— Assignment —
Every line below that includes the word "inscription" needs to be copied.

[Natural-language object grounding data]

______________________________

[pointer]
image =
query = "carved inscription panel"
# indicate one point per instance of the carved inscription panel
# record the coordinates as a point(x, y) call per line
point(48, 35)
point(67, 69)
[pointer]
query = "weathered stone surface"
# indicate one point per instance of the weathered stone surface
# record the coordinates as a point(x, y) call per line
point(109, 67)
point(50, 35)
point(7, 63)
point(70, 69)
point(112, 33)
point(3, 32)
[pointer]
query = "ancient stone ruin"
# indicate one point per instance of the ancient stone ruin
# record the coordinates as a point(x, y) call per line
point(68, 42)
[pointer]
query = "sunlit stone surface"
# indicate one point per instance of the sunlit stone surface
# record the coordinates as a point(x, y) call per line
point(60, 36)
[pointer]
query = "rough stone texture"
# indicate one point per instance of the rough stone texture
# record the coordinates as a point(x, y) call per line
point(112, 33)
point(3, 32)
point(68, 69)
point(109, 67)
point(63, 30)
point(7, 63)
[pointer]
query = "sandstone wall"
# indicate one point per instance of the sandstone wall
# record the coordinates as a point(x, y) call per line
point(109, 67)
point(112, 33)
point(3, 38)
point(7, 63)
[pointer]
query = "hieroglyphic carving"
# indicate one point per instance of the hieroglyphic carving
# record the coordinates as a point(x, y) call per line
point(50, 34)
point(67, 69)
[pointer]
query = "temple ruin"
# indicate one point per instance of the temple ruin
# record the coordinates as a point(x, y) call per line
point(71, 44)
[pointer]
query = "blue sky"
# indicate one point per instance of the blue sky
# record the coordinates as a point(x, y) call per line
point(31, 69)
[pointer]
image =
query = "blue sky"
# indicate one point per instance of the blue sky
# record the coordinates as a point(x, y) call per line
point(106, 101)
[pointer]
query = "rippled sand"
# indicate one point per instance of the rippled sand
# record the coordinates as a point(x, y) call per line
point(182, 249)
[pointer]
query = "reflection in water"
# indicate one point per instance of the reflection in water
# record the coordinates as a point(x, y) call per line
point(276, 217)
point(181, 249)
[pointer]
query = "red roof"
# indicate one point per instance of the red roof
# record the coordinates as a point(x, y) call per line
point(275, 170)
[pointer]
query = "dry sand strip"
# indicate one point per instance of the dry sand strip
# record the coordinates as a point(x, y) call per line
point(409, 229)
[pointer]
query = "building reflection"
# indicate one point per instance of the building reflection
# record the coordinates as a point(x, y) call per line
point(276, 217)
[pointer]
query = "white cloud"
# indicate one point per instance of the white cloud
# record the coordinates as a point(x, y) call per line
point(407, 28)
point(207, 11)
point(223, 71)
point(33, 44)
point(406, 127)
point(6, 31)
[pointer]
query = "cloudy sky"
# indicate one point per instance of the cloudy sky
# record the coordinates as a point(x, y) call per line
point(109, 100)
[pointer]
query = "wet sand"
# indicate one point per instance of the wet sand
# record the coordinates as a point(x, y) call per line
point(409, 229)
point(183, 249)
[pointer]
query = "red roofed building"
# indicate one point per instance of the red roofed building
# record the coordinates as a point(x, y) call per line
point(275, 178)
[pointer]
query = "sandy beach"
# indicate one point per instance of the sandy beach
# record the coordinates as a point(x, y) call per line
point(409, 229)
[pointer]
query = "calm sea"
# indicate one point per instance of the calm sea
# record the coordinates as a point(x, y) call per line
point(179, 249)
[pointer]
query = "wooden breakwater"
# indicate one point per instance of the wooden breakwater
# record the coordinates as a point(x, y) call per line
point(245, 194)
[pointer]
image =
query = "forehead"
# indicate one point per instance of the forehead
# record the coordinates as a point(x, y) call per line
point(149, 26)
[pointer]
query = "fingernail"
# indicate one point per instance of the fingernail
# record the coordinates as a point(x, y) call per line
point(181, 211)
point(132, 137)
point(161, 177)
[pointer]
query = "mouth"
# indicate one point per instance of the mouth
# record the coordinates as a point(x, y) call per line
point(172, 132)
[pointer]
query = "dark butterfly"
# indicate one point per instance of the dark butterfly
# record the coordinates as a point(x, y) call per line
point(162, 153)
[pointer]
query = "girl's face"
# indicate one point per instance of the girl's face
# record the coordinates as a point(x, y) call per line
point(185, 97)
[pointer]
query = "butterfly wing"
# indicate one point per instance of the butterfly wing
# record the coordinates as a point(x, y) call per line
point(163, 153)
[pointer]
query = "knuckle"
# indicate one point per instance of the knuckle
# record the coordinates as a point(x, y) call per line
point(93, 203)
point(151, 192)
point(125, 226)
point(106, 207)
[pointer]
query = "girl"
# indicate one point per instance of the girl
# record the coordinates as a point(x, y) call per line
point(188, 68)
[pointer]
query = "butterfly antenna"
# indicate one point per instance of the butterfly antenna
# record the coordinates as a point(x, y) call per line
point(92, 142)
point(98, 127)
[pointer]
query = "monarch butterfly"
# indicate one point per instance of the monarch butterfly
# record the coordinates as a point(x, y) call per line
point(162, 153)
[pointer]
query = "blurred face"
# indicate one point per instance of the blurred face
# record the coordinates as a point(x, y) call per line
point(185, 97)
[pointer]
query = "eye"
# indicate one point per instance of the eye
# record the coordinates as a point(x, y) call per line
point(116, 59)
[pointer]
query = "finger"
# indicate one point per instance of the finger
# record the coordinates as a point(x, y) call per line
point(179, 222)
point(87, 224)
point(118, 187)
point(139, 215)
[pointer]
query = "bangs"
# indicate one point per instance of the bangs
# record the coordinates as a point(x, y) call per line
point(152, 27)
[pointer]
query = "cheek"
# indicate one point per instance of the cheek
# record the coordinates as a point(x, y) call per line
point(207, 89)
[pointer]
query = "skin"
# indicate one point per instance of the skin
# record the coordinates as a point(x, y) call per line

______________________________

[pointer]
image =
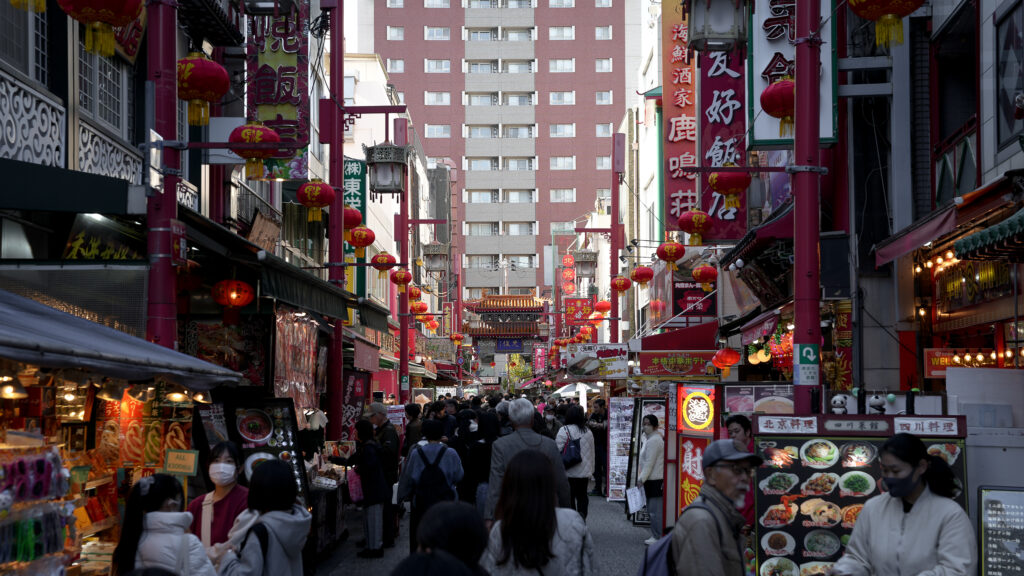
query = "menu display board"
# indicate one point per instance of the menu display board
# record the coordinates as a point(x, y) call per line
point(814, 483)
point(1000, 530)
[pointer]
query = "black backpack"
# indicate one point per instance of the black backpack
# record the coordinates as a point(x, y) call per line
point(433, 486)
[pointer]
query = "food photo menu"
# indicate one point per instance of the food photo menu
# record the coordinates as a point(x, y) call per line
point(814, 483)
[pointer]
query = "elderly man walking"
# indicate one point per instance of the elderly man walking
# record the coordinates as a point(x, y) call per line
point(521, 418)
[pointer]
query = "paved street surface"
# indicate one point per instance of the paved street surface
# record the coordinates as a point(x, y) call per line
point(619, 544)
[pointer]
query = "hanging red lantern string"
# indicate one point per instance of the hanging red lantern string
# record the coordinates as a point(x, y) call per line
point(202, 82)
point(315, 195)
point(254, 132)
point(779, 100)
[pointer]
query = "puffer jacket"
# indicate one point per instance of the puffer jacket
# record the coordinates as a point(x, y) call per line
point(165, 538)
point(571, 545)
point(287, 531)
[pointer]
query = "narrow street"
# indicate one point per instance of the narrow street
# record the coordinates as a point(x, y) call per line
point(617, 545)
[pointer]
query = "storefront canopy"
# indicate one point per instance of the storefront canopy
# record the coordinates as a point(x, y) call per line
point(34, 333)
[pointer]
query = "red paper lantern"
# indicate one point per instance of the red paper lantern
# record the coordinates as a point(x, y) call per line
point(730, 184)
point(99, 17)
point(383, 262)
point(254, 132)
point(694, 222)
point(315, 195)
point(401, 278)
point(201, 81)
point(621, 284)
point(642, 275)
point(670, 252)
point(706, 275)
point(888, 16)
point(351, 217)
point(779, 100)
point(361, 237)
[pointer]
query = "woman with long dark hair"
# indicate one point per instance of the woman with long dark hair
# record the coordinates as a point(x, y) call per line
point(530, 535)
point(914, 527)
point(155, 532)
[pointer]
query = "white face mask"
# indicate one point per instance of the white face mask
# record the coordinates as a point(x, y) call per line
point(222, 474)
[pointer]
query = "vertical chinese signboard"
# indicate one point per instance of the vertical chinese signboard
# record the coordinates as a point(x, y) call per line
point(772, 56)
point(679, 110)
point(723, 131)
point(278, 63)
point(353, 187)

______________________________

— Exercise answer —
query = "carved inscription panel"
# indicate one point per instance of the carved inscription panel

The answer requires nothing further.